___ EXTRAIT FOURNI ___

Pour Christian Boissinot à Québec
Médiane, Magazine philosophique québécois, vol. 3 (2) ; printemps 2008

" A prendre le terme dans la rigueur de l'acception, il n'a jamais existé de véritable démocratie, et il n'en existera jamais. " Selon Rousseau (Du Contrat social III, 4), peut-être le seul philosophe à avoir avoué ses faveurs pour elle, la démocratie ne saurait répondre à la question de sa vie ou de sa mort, puisqu'elle n'a jamais existé, ni n'existera jamais. Autant parler de la mort d'une chimère, ou d'un pur être de raison, objet mental né de l'imagination d'un démiurge un peu dérangé.

Rousseau explique ainsi la raison de l'inexistence de cette " chose " pourtant fort simple et commune : il est " contre l'ordre naturel que le grand nombre gouverne et que le petit soit gouverné ". L'ordre naturel ? De quel ordre et de quel naturel Rousseau entend-il se prévaloir ? Son Discours sur l'origine et les fondements de l'inégalité parmi les hommes pose l'hypothèse, purement heuristique, d'un état de nature qui ressemble fort à la " véritable " démocratie en ce qu'il désigne " un état qui n'existe plus, qui n'a peut-être point existé, qui probablement n'existera jamais ". La démocratie se situe donc à l'extrême opposé de l'ordre naturel chez " les hommes ", où règne l'inégalité, et où il est contrenature que le petit nombre des forts obéissent au grand nombre des faibles. De la sorte, la démocratie " est " (si elle a un être, et de quel genre) contre-nature, et pourtant c'est le mode d'association qui se rapproche le plus de l'état de nature, en ce qu'elle restaure la souveraineté (hypothétique) de l'homme naturel, devenu " peuple ". Or l'état de nature ressemble au contrat démocratique, en ce qu'il ne lie qu'à soi, c'est-à-dire lie sans lier, en se réservant toujours la possibilité de reprendre sa liberté.

Mais qui a jamais pris le terme dans " la rigueur de l'acception " ? N'y a-t-il pas contradiction entre " démocratie " et " rigueur ", définition rigoureuse ? Y a-t-il même unité d'un seul et même phénomène appelé " démocratie " ? Tout au moins le nom parle-t-il en une langue qui a porté d'autres phénomènes tout aussi singuliers-la philosophie, entre autres. Apparition tardive et ambiguë, la " démocratie " est une invention du logos grec, mais d'un logos que le philosophe dira dévoyé par les démagogues et autres sophistes qui ne parlent au nom du peuple que pour mieux le contrôler. D'ailleurs, pour Rousseau, l'épisode athénien n'entre même pas en ligne de compte, tant il est persuadé que les conditions de l'existence moderne, notamment la croissance démographique, interdisent ou limitent à de petits Etats la possibilité d'une " véritable " démocratie.

___ DONNÉES D'ENTRÉE ___

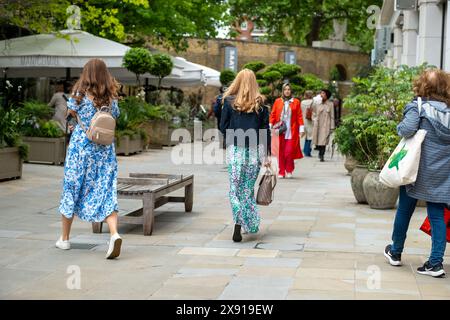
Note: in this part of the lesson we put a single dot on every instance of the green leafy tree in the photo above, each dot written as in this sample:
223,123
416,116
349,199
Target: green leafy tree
305,21
161,67
384,92
138,61
162,22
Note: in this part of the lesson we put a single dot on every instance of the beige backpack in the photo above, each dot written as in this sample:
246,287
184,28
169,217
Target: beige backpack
101,129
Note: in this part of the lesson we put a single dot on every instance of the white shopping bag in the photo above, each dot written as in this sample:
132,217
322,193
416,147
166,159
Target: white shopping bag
403,165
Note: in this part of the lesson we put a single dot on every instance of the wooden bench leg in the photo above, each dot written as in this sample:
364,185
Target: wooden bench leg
188,197
147,212
97,227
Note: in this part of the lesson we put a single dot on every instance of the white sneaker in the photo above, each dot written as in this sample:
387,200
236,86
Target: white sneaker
62,244
114,247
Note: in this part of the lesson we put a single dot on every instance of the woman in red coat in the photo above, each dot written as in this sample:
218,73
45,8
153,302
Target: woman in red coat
288,110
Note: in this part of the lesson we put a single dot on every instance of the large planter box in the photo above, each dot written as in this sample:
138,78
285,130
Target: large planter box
127,145
10,164
49,150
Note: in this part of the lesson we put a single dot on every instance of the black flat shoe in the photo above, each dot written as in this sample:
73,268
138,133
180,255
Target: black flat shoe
237,237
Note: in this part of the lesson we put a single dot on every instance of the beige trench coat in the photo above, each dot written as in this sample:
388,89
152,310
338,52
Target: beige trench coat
308,123
323,120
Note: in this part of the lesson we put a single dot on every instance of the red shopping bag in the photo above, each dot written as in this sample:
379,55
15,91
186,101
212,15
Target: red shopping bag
426,227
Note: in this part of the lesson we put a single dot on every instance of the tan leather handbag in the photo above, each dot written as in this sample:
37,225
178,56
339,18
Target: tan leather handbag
102,127
266,188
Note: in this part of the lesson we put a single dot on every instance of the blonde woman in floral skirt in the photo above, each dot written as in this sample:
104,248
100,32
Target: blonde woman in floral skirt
245,123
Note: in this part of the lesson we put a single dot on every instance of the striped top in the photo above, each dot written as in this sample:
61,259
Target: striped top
433,178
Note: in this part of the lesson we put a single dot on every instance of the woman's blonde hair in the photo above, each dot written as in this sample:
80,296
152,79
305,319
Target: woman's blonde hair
245,90
433,84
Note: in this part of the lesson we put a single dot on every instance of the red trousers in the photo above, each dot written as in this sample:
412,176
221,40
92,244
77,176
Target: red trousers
285,155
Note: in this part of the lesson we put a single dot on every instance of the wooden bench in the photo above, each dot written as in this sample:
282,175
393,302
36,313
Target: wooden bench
152,189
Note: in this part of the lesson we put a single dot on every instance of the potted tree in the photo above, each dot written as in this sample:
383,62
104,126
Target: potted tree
42,134
12,150
130,137
138,61
377,103
383,130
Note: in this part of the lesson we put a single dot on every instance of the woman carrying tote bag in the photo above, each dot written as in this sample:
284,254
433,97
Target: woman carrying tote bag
433,177
245,124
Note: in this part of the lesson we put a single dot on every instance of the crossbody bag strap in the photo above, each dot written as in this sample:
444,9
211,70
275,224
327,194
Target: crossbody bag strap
80,123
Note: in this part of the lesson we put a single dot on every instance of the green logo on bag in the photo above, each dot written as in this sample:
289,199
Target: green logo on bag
397,157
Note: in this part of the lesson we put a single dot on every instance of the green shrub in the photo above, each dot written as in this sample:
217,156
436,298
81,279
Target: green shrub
138,61
10,132
161,66
261,83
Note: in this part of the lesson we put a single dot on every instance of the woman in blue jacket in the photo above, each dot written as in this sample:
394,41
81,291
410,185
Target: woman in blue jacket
245,124
433,178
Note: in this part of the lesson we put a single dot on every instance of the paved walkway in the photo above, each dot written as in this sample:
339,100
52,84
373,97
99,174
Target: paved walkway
315,243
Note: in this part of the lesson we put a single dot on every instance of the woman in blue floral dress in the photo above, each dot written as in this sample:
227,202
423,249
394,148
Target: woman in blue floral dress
245,124
90,172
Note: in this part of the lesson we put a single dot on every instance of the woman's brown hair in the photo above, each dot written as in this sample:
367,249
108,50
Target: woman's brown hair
433,84
95,80
245,89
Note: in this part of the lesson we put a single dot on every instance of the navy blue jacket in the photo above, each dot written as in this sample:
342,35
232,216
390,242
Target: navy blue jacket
245,129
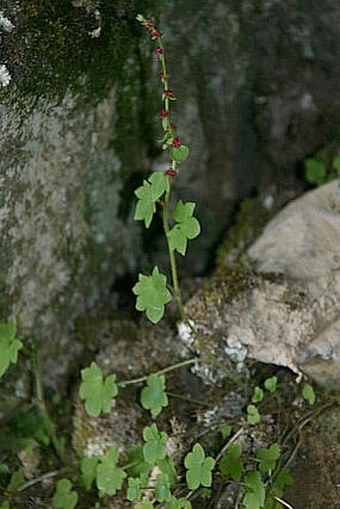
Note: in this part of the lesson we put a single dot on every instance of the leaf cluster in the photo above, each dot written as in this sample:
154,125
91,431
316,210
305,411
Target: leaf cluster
152,295
96,391
9,346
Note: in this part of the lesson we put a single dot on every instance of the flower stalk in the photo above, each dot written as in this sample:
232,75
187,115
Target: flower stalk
174,236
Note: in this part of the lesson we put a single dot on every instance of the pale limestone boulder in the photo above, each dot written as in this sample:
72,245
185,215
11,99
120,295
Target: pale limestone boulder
284,308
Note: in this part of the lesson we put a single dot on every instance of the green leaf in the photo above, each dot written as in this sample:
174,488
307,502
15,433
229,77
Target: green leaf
198,468
153,396
9,346
308,394
179,503
258,395
16,481
179,154
134,489
147,194
167,466
144,505
4,470
109,476
336,163
96,392
253,415
225,430
88,468
154,448
268,457
231,463
283,480
315,171
152,295
271,384
162,488
64,498
255,491
187,227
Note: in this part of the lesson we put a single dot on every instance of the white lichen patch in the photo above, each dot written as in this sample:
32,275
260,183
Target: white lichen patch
5,76
48,170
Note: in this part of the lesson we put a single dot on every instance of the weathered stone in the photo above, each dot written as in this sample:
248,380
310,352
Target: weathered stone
286,313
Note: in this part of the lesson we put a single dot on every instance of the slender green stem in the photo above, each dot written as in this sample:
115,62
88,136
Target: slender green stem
201,342
176,288
161,372
41,400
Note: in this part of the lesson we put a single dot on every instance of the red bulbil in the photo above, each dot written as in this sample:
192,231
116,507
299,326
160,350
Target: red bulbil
171,172
149,25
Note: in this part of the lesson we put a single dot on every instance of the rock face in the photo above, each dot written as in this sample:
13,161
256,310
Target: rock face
80,117
287,312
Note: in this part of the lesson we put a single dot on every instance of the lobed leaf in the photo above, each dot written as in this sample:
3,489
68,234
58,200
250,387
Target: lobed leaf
198,468
231,463
179,154
258,395
9,346
187,227
64,498
152,295
179,503
268,457
309,394
271,384
162,488
153,396
253,415
96,392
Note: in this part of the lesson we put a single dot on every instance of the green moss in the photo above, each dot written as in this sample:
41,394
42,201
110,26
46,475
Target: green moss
51,50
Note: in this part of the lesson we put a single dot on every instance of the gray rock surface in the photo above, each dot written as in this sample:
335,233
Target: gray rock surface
79,129
287,312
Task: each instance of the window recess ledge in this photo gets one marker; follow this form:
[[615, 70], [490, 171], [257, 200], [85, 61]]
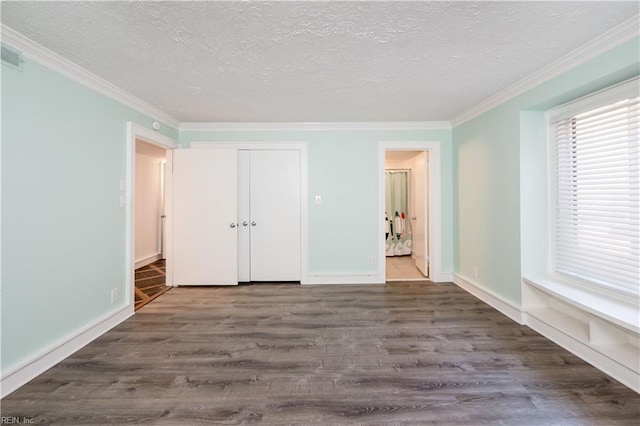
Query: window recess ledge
[[623, 314], [604, 331]]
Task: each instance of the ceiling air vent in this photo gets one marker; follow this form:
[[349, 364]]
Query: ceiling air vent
[[12, 58]]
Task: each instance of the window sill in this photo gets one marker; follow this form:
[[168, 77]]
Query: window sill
[[623, 314]]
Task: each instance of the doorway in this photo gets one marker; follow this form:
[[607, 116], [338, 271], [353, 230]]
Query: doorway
[[433, 211], [149, 203], [406, 215], [146, 196]]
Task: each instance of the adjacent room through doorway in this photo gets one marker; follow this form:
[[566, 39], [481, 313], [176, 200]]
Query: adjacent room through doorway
[[406, 215]]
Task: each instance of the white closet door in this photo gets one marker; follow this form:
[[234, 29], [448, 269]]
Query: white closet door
[[244, 216], [205, 210], [275, 215]]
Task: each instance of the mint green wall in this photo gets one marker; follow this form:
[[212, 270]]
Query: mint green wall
[[343, 169], [63, 230], [491, 155]]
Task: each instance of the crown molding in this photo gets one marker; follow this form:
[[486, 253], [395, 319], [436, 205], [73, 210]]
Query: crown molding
[[318, 126], [59, 64], [618, 35]]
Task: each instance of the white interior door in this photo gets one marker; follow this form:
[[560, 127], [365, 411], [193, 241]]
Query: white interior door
[[205, 210], [420, 197], [275, 215], [244, 216]]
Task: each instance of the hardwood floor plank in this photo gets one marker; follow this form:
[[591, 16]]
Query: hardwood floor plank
[[282, 354]]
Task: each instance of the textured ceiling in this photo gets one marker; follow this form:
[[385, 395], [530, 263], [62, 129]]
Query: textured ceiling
[[313, 61]]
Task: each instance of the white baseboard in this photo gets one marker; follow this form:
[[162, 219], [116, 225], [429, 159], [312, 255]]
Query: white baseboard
[[147, 260], [29, 370], [489, 297], [442, 277], [342, 279], [623, 374]]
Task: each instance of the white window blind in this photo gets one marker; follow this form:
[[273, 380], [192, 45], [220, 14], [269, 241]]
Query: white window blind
[[597, 188]]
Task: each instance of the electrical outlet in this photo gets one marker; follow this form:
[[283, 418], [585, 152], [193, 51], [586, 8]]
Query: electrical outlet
[[115, 295]]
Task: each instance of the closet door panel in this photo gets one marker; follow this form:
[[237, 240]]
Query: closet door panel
[[275, 211], [244, 216], [205, 211]]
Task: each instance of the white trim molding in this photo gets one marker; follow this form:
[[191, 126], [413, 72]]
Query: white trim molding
[[32, 368], [40, 54], [489, 297], [319, 126], [618, 35]]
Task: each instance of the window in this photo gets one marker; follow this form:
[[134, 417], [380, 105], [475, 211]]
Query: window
[[596, 189]]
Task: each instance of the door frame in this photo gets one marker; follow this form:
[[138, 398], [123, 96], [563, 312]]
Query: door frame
[[433, 242], [127, 193], [304, 186]]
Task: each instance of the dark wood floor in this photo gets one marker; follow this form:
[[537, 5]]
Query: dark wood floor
[[400, 354]]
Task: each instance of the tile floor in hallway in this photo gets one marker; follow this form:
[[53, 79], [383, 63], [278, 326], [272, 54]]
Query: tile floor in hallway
[[402, 268]]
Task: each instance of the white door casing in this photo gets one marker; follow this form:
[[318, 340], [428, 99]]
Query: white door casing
[[275, 215], [433, 231], [205, 211]]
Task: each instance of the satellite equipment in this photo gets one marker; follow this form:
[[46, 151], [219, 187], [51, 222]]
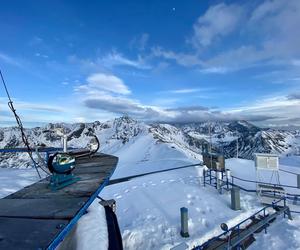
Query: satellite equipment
[[224, 227], [267, 166], [61, 166]]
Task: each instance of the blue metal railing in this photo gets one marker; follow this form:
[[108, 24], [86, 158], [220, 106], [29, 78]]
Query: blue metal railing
[[237, 228]]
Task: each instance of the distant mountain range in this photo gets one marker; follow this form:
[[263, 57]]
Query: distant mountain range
[[187, 138]]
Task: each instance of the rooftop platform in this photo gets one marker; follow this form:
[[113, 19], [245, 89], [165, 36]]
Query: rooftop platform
[[36, 217]]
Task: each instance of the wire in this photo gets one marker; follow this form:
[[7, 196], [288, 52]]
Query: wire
[[20, 125]]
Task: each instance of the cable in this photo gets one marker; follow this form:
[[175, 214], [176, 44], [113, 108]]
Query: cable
[[23, 135]]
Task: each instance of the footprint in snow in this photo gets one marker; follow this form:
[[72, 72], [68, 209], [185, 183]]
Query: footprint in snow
[[191, 203]]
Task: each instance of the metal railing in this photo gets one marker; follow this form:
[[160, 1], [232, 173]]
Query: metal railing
[[237, 229]]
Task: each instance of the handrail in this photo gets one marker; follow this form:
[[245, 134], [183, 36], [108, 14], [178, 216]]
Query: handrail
[[260, 182], [237, 226]]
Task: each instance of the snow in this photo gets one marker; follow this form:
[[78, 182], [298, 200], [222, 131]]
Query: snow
[[12, 180], [90, 231], [148, 208]]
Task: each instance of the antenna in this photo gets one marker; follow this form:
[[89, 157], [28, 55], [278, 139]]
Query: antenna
[[237, 146], [210, 144]]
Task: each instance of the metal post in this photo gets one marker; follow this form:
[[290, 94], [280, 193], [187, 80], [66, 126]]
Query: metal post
[[65, 146], [184, 222], [219, 181], [235, 198], [228, 174]]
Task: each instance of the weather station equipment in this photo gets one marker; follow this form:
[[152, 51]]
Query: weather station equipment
[[267, 176]]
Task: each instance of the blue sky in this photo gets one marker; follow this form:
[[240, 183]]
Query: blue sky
[[171, 61]]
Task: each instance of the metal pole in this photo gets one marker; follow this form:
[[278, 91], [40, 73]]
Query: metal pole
[[235, 198], [184, 222], [65, 146]]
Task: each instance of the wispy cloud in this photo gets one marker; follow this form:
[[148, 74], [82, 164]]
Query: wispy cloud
[[10, 60], [274, 24], [187, 90], [103, 82], [140, 42], [218, 21]]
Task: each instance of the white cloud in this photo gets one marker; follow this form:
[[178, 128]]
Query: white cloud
[[263, 35], [114, 59], [104, 82], [10, 60], [140, 42], [218, 21], [187, 90], [181, 58]]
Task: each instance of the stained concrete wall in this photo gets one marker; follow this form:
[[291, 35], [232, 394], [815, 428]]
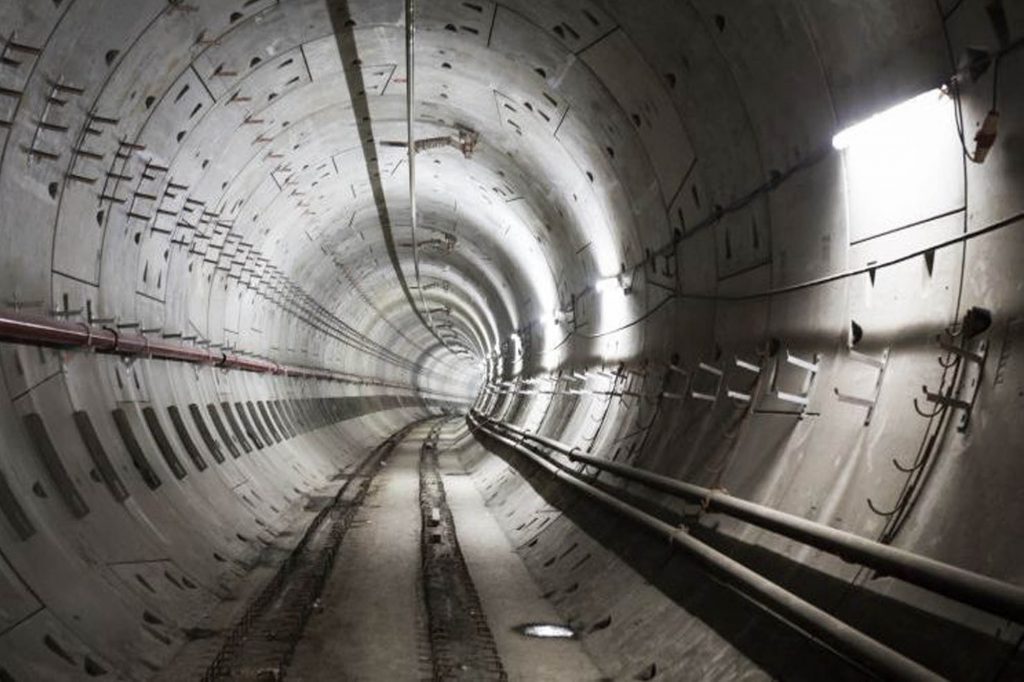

___

LES TÂCHES:
A - D'après l'extrait fourni, quelle condition de l'existence moderne Rousseau donne-t-il en exemple de ce qui interdit une « véritable » démocratie ou la limite à de petits États ?
B - Repérez et recopiez chaque ligne des entrées qui contient la chaîne « panel ».
L'extrait fourni et les entrées n'ont aucun lien entre eux.

RÉSULTATS FINAUX:
A - La croissance démographique.

B -
Task: each instance of the closet door panel in this photo gets one marker; follow this form:
Query: closet door panel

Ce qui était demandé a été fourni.